* **Goal**
Please say whether each statement below agrees with the forum thread on uneven suspension lift. Answer yes or no for each, and quote the deciding words of the forum thread exactly.
1. The poster lone star says the sway bar fixed this problem three times.
2. Cleansocks81 runs a setup with three pumps.
3. Replacing the driver's side rear cylinder also fixed the lag in the front.

* **Document section**

• • • • • • •

I doubt it has anything to do with your plumbing... 

Unless you are running brand new bushings and your suspension is completely flawless, thats the most likely place to look as causing uneven resistance. It doesnt take much on a single pump with no flow divider..


----------



## lone star (May 22, 2003)

SWAYBAR!!!!!! it has fixed this problem 3 times for me!


----------



## Cleansocks81 (Feb 12, 2016)

5 1/2 years later and I'm having the same problem (non related)... It's the damndest thing. I just finished installing the front and the passenger side shoots up WAY quicker than the drivers side. If it was a check or dump would be one thing but front AND back? And why only the pass side? 2 pump 4 dump 6 batt setup 4 switches if that matters


----------



## Marty McFly (Dec 13, 2005)

Cleansocks81 said:


> 5 1/2 years later and I'm having the same problem (non related)... It's the damndest thing. I just finished installing the front and the passenger side shoots up WAY quicker than the drivers side. If it was a check or dump would be one thing but front AND back? And why only the pass side? 2 pump 4 dump 6 batt setup 4 switches if that matters


welcome to 2011


----------



## Cleansocks81 (Feb 12, 2016)

From the original post date and I didn't count the days it was an estimate smh


----------



## Cleansocks81 (Feb 12, 2016)

Replaced the drivers side rear cylinder....problem solved for some reason that even solved the lag in the front too


----------

• • • • • • •

* **Raw records**
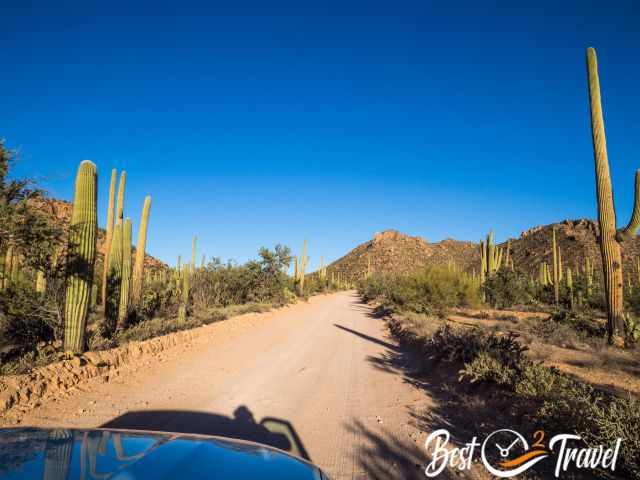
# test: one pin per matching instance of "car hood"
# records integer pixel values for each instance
(126, 454)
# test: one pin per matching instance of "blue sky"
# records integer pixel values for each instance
(271, 122)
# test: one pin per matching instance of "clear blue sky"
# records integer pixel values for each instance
(268, 122)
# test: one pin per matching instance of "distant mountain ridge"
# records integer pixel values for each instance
(394, 252)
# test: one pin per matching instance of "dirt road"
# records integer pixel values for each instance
(321, 369)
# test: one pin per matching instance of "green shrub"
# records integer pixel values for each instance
(434, 290)
(547, 398)
(24, 318)
(507, 288)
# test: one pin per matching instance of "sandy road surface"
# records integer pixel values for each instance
(320, 367)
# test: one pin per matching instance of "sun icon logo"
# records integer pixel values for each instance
(505, 453)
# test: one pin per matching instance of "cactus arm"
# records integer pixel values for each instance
(137, 280)
(120, 205)
(125, 280)
(109, 236)
(82, 253)
(609, 246)
(634, 223)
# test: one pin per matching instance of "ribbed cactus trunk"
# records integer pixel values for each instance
(125, 280)
(193, 254)
(303, 265)
(609, 246)
(182, 311)
(109, 235)
(81, 257)
(41, 282)
(556, 276)
(137, 281)
(8, 267)
(114, 280)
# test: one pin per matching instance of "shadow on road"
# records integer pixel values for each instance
(269, 431)
(367, 337)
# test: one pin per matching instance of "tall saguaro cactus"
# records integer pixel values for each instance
(82, 254)
(138, 268)
(120, 205)
(556, 268)
(302, 265)
(609, 238)
(114, 280)
(193, 254)
(125, 281)
(109, 236)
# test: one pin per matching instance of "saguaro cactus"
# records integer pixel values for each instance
(114, 280)
(609, 238)
(120, 206)
(125, 280)
(82, 254)
(7, 267)
(137, 281)
(41, 282)
(193, 254)
(302, 266)
(109, 236)
(182, 310)
(556, 274)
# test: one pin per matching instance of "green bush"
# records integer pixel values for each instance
(431, 291)
(507, 288)
(24, 321)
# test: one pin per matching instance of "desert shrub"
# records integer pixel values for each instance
(433, 290)
(376, 286)
(581, 323)
(466, 344)
(507, 288)
(545, 397)
(23, 322)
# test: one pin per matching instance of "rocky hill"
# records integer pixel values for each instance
(61, 210)
(396, 253)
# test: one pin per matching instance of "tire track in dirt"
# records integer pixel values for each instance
(320, 366)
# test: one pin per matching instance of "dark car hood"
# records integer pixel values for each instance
(125, 454)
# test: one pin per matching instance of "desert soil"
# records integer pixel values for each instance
(323, 366)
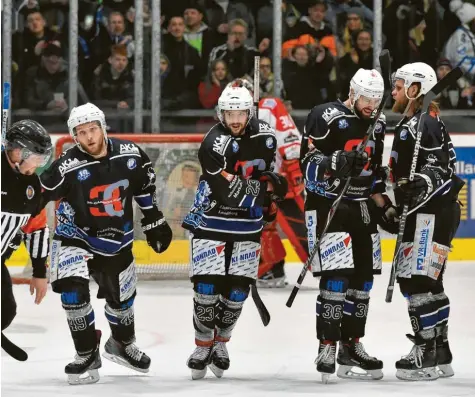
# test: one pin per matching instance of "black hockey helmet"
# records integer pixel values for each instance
(32, 139)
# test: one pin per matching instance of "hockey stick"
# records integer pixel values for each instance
(13, 350)
(385, 62)
(5, 110)
(261, 308)
(449, 79)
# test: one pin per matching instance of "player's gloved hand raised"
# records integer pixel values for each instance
(417, 189)
(278, 183)
(345, 164)
(158, 233)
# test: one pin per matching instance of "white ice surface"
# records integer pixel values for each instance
(272, 361)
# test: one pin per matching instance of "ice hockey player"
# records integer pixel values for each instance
(271, 267)
(96, 180)
(235, 195)
(350, 251)
(27, 147)
(433, 219)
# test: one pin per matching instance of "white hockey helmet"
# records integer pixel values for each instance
(418, 72)
(367, 83)
(85, 114)
(235, 98)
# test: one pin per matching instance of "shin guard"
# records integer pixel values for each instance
(81, 321)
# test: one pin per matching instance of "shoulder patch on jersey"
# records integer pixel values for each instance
(264, 127)
(270, 143)
(220, 143)
(83, 174)
(269, 103)
(342, 124)
(128, 148)
(330, 113)
(30, 192)
(131, 164)
(68, 164)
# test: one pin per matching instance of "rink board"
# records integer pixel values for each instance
(463, 250)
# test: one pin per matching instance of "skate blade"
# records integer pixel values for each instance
(91, 377)
(273, 283)
(423, 374)
(123, 362)
(198, 373)
(218, 372)
(325, 378)
(445, 370)
(347, 372)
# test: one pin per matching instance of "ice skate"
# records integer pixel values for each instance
(420, 363)
(198, 361)
(85, 364)
(219, 359)
(274, 278)
(444, 355)
(355, 363)
(127, 355)
(325, 360)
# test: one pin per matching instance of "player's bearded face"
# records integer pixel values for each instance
(399, 96)
(91, 138)
(366, 106)
(236, 120)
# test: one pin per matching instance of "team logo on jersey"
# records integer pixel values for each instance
(131, 164)
(30, 192)
(269, 143)
(235, 146)
(83, 175)
(342, 124)
(68, 164)
(128, 148)
(378, 128)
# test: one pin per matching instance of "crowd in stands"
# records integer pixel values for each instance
(207, 43)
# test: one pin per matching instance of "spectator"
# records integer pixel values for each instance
(313, 26)
(359, 57)
(114, 82)
(354, 23)
(197, 33)
(460, 48)
(185, 66)
(337, 9)
(47, 84)
(305, 79)
(221, 12)
(453, 97)
(238, 56)
(28, 45)
(266, 78)
(265, 20)
(115, 33)
(211, 88)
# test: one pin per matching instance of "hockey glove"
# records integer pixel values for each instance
(388, 216)
(417, 190)
(158, 233)
(278, 183)
(347, 164)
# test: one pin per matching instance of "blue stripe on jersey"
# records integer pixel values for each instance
(144, 200)
(312, 171)
(247, 201)
(223, 225)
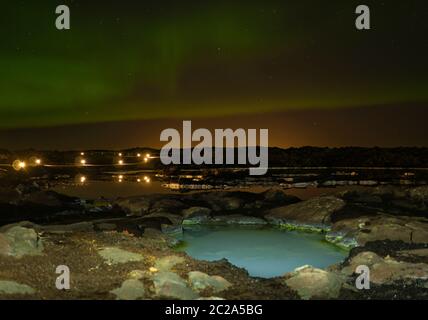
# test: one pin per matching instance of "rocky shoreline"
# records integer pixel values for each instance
(122, 248)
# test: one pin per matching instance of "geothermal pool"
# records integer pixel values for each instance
(264, 252)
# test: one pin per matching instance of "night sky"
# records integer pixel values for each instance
(128, 69)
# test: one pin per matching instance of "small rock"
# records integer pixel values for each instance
(12, 287)
(313, 283)
(200, 281)
(136, 274)
(131, 289)
(168, 262)
(171, 285)
(114, 255)
(18, 241)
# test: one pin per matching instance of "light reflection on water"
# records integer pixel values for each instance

• • • • • • •

* **Finished exercise**
1. Yes: "SWAYBAR!!!!!! it has fixed this problem 3 times for me!"
2. No: "2 pump 4 dump 6 batt setup 4 switches if that matters"
3. Yes: "for some reason that even solved the lag in the front too"